## DATA TO EXAMINE
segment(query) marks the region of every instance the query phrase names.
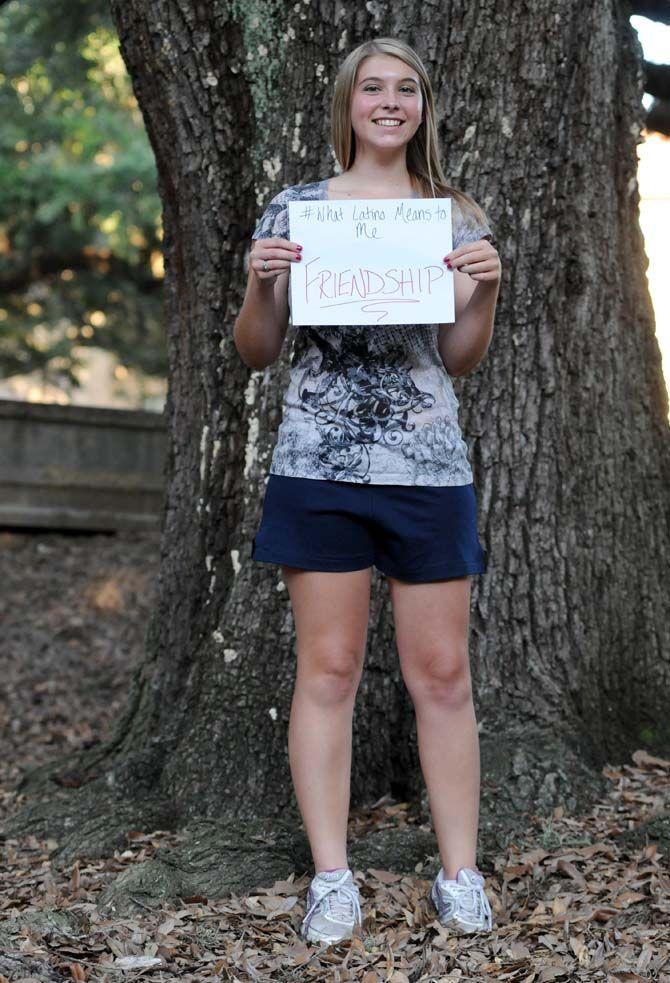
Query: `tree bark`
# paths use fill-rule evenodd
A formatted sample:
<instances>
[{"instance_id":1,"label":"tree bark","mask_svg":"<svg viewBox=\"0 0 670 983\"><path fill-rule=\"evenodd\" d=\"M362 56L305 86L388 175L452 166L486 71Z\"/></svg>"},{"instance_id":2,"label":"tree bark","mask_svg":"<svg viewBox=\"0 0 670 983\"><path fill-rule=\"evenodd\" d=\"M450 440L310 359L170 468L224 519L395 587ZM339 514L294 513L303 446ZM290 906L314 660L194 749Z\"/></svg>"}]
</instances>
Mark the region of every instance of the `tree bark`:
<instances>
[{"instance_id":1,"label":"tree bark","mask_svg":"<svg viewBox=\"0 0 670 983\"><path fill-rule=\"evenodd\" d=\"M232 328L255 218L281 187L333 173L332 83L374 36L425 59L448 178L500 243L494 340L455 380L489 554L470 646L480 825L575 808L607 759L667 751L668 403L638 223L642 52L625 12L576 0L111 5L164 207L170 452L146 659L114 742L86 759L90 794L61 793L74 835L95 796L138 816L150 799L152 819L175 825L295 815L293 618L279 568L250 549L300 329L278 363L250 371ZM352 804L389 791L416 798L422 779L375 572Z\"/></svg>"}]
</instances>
--
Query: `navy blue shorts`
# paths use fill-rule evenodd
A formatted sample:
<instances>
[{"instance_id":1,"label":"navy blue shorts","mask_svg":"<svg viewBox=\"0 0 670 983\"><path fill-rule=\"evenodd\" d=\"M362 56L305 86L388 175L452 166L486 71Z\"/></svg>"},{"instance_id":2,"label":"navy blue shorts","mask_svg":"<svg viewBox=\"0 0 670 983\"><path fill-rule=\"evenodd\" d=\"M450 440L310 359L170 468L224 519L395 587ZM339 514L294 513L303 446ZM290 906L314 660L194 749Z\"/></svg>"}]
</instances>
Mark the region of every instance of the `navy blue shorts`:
* * *
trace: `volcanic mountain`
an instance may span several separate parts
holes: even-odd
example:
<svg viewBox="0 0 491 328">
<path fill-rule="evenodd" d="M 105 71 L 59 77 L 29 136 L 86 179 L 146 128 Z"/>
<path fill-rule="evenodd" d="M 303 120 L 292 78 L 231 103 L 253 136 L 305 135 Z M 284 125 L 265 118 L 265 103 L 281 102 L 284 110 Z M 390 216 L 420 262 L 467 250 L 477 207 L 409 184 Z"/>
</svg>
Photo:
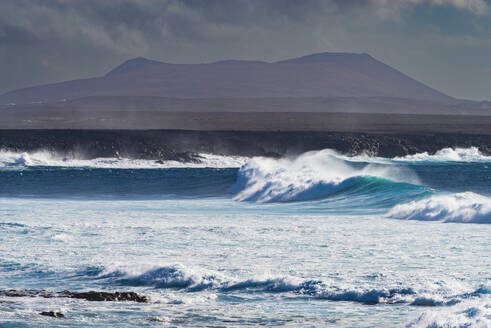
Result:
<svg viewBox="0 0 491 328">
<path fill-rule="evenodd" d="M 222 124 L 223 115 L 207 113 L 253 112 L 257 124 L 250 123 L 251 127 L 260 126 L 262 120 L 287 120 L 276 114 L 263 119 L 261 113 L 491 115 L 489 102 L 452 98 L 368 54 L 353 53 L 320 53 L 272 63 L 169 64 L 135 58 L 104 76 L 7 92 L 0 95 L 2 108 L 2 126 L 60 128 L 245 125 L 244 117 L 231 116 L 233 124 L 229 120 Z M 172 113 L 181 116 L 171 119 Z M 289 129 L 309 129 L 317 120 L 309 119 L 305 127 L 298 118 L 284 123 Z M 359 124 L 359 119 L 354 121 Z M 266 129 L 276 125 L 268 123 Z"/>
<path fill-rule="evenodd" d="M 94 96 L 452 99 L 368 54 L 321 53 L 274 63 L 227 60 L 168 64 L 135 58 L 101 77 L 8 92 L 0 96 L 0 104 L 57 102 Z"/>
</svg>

## WORK INSTRUCTIONS
Review the entries above and return every line where "blue" appears.

## ANSWER BELOW
Query: `navy blue shorts`
[{"instance_id":1,"label":"navy blue shorts","mask_svg":"<svg viewBox=\"0 0 670 983\"><path fill-rule=\"evenodd\" d=\"M362 56L305 86L388 175L452 166L486 71Z\"/></svg>"},{"instance_id":2,"label":"navy blue shorts","mask_svg":"<svg viewBox=\"0 0 670 983\"><path fill-rule=\"evenodd\" d=\"M450 440L310 359L170 468L224 519L395 587ZM339 514L294 513L303 446ZM290 906L314 660L194 749Z\"/></svg>"}]
Mark the region of every instance of the `navy blue shorts`:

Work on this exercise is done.